─── Exercise data

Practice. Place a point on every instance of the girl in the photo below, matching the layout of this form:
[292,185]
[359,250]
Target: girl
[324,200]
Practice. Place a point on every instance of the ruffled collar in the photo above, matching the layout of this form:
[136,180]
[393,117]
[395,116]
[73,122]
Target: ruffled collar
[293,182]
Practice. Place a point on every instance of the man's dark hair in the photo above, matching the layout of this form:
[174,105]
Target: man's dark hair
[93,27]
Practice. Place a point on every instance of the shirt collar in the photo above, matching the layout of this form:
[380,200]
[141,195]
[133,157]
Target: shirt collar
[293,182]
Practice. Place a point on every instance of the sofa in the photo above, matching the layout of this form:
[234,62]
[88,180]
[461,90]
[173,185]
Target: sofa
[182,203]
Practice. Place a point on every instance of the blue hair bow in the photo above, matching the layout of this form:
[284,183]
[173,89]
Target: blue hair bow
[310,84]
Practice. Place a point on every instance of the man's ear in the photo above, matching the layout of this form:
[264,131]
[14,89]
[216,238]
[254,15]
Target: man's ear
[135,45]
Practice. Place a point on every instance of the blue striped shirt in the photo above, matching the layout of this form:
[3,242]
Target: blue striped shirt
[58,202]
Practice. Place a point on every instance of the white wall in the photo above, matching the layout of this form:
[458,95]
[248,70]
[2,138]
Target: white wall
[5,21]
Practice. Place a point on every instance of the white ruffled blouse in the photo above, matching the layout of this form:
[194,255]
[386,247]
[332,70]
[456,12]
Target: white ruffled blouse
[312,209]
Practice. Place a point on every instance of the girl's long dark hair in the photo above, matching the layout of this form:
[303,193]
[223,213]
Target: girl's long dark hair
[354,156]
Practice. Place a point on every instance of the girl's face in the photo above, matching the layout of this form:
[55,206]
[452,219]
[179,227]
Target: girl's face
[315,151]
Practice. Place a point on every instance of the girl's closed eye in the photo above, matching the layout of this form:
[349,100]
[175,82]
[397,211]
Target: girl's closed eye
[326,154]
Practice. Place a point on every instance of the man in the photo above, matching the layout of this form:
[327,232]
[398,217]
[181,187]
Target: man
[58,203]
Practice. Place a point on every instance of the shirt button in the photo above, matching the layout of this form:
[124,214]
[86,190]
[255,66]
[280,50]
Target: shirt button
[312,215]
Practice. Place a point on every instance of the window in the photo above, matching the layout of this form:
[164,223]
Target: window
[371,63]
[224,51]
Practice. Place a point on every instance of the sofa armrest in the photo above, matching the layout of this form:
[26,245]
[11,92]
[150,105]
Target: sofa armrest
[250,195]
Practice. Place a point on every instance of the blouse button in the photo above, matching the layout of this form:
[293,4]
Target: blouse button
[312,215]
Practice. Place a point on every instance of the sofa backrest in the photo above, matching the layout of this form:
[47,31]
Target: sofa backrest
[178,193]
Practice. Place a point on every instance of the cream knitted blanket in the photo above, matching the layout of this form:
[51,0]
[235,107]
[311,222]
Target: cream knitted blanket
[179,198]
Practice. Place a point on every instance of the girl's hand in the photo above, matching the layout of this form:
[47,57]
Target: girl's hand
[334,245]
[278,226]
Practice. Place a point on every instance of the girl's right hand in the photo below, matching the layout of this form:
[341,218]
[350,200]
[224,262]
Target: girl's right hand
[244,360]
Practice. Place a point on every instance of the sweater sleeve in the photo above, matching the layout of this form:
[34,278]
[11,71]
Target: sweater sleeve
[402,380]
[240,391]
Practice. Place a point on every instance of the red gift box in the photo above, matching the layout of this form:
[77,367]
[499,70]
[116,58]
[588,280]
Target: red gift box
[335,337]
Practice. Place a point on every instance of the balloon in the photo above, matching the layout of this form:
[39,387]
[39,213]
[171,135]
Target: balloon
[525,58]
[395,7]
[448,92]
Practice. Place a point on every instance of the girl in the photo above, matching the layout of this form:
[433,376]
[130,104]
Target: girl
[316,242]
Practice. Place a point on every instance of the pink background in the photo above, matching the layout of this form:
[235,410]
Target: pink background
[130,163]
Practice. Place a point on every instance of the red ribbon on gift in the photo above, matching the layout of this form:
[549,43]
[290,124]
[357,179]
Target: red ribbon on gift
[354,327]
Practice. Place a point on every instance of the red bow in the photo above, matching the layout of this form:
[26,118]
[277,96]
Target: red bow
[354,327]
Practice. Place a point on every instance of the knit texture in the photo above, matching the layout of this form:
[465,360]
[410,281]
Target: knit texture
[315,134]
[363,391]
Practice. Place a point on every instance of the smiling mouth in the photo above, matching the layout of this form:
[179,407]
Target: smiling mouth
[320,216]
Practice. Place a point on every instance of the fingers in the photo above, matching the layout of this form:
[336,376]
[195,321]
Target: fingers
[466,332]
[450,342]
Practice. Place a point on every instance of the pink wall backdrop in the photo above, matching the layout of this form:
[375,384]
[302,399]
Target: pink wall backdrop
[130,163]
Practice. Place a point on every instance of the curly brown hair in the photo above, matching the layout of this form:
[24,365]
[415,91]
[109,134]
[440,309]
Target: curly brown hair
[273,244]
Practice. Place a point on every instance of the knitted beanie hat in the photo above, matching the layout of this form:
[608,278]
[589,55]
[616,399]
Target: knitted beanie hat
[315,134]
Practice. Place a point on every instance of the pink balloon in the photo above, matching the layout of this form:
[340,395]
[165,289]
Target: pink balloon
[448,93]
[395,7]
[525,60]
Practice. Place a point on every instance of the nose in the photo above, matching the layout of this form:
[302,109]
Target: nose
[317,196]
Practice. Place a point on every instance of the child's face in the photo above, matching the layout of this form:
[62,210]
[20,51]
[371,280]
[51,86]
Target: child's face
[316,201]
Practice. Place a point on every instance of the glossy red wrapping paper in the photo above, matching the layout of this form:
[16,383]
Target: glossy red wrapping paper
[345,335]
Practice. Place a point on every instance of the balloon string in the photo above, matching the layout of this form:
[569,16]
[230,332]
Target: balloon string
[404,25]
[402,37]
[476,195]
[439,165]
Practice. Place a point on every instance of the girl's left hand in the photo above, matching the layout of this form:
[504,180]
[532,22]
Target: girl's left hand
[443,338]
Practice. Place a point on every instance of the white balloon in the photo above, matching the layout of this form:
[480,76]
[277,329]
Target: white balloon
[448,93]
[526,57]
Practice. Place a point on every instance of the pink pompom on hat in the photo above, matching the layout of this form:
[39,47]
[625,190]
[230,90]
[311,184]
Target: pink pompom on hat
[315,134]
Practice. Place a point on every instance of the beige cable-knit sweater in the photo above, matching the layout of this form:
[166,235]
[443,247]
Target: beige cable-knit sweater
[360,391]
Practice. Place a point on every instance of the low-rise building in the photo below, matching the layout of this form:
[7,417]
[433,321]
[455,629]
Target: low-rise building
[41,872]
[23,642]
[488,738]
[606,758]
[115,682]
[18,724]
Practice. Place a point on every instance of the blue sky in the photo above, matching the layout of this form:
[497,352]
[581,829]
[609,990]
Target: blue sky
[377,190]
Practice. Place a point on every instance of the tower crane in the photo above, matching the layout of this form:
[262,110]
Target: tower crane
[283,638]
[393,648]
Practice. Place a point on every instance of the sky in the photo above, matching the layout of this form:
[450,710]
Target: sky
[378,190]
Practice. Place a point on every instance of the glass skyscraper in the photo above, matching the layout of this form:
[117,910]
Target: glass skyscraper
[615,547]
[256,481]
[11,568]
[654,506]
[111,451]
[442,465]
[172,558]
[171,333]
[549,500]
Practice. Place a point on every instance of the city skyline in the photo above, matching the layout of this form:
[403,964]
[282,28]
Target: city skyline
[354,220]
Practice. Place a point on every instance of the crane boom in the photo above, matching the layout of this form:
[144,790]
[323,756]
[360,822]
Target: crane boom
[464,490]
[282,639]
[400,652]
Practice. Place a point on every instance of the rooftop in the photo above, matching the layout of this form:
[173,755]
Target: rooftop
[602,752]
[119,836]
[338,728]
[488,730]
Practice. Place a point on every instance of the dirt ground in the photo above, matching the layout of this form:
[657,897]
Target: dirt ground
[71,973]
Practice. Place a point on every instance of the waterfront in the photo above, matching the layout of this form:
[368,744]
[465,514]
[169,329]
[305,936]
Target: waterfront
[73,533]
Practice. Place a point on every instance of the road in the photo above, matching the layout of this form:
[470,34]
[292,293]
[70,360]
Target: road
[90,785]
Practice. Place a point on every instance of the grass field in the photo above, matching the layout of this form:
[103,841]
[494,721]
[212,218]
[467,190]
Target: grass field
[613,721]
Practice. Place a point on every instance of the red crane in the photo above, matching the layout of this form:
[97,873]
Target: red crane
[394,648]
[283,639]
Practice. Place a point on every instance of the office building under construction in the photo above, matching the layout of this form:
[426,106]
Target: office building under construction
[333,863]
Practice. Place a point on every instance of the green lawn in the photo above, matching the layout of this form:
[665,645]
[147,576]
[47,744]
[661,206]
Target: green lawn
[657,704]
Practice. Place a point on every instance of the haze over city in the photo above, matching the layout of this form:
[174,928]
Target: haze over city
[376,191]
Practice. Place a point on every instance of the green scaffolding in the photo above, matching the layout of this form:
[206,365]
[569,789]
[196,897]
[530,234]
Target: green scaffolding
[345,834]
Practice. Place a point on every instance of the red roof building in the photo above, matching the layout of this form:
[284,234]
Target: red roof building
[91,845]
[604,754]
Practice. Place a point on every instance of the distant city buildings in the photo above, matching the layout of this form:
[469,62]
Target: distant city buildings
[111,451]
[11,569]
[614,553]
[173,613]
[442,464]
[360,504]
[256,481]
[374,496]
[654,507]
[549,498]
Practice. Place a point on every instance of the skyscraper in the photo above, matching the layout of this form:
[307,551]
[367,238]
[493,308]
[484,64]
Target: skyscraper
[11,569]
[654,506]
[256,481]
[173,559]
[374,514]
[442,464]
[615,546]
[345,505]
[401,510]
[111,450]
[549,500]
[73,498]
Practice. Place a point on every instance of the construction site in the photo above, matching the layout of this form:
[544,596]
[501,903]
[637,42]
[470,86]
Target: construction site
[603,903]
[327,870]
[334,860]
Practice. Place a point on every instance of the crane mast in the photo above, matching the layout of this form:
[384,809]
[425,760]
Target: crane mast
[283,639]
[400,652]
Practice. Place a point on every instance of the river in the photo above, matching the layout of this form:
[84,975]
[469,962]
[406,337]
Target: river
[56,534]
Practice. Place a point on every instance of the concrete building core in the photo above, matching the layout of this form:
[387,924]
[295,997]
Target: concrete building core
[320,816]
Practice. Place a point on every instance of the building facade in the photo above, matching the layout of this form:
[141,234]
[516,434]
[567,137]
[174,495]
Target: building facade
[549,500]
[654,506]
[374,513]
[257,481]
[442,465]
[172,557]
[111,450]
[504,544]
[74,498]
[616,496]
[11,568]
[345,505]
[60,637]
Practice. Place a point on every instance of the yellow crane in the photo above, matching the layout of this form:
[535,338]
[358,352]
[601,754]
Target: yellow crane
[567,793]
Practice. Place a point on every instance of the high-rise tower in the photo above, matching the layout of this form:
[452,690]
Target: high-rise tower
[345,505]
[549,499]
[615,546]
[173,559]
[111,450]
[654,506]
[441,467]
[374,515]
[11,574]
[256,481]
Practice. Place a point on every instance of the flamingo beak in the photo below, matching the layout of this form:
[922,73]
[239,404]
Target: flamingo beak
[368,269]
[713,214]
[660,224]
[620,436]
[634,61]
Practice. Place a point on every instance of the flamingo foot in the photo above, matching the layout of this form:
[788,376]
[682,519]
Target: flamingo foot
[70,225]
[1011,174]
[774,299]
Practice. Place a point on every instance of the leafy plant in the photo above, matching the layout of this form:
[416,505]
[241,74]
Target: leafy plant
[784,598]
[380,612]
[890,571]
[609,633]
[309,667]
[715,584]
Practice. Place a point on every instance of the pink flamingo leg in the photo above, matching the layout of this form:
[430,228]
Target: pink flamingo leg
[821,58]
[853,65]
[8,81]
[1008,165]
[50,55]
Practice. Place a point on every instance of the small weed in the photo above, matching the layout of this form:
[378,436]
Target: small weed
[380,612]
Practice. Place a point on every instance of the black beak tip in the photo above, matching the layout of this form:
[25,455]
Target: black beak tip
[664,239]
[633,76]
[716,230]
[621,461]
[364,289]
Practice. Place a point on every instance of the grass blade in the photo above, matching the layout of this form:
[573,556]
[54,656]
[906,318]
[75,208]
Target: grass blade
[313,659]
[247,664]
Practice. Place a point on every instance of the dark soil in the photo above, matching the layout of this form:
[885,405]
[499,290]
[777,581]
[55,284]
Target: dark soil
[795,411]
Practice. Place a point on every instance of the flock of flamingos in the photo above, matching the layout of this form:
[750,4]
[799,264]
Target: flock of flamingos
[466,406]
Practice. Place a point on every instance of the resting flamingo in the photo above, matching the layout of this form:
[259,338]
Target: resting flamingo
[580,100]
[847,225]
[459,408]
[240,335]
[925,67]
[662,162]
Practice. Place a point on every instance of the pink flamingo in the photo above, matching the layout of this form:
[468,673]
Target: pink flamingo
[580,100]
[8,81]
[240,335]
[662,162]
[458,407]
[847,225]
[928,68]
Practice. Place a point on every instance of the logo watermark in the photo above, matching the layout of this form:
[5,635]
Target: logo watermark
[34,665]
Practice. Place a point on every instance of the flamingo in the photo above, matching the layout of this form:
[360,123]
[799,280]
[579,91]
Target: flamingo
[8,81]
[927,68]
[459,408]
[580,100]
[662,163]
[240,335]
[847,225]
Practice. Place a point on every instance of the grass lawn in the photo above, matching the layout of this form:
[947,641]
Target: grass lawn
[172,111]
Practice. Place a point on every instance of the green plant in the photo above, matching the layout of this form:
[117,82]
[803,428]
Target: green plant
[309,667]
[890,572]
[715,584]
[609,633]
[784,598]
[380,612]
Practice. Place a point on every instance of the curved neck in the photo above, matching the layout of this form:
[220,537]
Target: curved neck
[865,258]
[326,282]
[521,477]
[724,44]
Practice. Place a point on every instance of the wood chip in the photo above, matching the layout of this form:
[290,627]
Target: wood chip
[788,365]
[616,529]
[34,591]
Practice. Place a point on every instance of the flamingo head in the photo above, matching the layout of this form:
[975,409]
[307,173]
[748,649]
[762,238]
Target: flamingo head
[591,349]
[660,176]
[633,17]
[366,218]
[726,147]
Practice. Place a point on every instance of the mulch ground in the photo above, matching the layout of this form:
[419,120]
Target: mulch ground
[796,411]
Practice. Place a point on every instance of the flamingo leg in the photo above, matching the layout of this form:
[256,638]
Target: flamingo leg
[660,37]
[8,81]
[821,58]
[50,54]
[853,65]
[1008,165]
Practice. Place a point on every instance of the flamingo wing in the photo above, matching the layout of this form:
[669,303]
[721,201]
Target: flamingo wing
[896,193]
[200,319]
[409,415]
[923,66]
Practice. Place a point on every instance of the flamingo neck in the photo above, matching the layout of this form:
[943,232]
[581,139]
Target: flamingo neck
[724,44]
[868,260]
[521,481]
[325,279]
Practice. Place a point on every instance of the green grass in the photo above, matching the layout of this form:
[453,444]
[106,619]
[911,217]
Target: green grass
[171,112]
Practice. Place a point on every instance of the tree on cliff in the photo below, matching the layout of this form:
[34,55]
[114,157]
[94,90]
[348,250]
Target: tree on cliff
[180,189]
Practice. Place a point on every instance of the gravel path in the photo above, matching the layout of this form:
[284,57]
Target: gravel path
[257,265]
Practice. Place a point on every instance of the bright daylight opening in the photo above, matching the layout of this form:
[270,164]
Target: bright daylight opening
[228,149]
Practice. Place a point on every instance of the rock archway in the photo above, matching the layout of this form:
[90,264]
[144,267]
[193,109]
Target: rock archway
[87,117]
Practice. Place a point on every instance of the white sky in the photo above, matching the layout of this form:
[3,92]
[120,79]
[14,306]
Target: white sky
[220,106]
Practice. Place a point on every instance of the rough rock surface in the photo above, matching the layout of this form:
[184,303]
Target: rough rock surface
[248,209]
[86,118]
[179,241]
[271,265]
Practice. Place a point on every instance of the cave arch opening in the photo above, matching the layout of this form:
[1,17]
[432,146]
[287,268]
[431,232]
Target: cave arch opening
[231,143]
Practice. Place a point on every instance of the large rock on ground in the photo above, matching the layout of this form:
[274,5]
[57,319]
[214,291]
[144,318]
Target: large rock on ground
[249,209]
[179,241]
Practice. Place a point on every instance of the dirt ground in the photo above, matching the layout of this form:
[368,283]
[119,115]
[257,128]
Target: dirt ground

──────

* Stated task: Retype only the lines running from the line with "Practice. Place a point on every instance of the rock" to the end of the listing, including both of those lines.

* Task solution:
Practice. Place a point on every instance of the rock archway in the photo above, matching the layout of this form:
[90,264]
[144,267]
[193,109]
Target: rock archway
[87,117]
Practice. Place a point on every instance of the white sky in the photo above, matching the layout of this form:
[3,92]
[120,79]
[14,306]
Target: white sky
[220,106]
Practice. Place a point on every instance of the rough rock surface in the photo above, matching the layout of this form:
[184,303]
Target: rough rock surface
[248,209]
[86,118]
[179,241]
[271,265]
Practice. Place a point on every instance of the cave arch opening in the photo above, matching the layout of this form:
[1,17]
[432,146]
[287,268]
[431,232]
Target: cave arch opening
[231,143]
Practice. Place a point on every instance of the large rock on ground in the photo above, matching the layout of this form:
[274,5]
[57,319]
[214,291]
[144,318]
Target: large rock on ground
[249,209]
[179,241]
Practice. Place a point on every instance of the dirt ground in the photo above, matching the layout of this form:
[368,283]
[119,115]
[257,128]
Target: dirt ground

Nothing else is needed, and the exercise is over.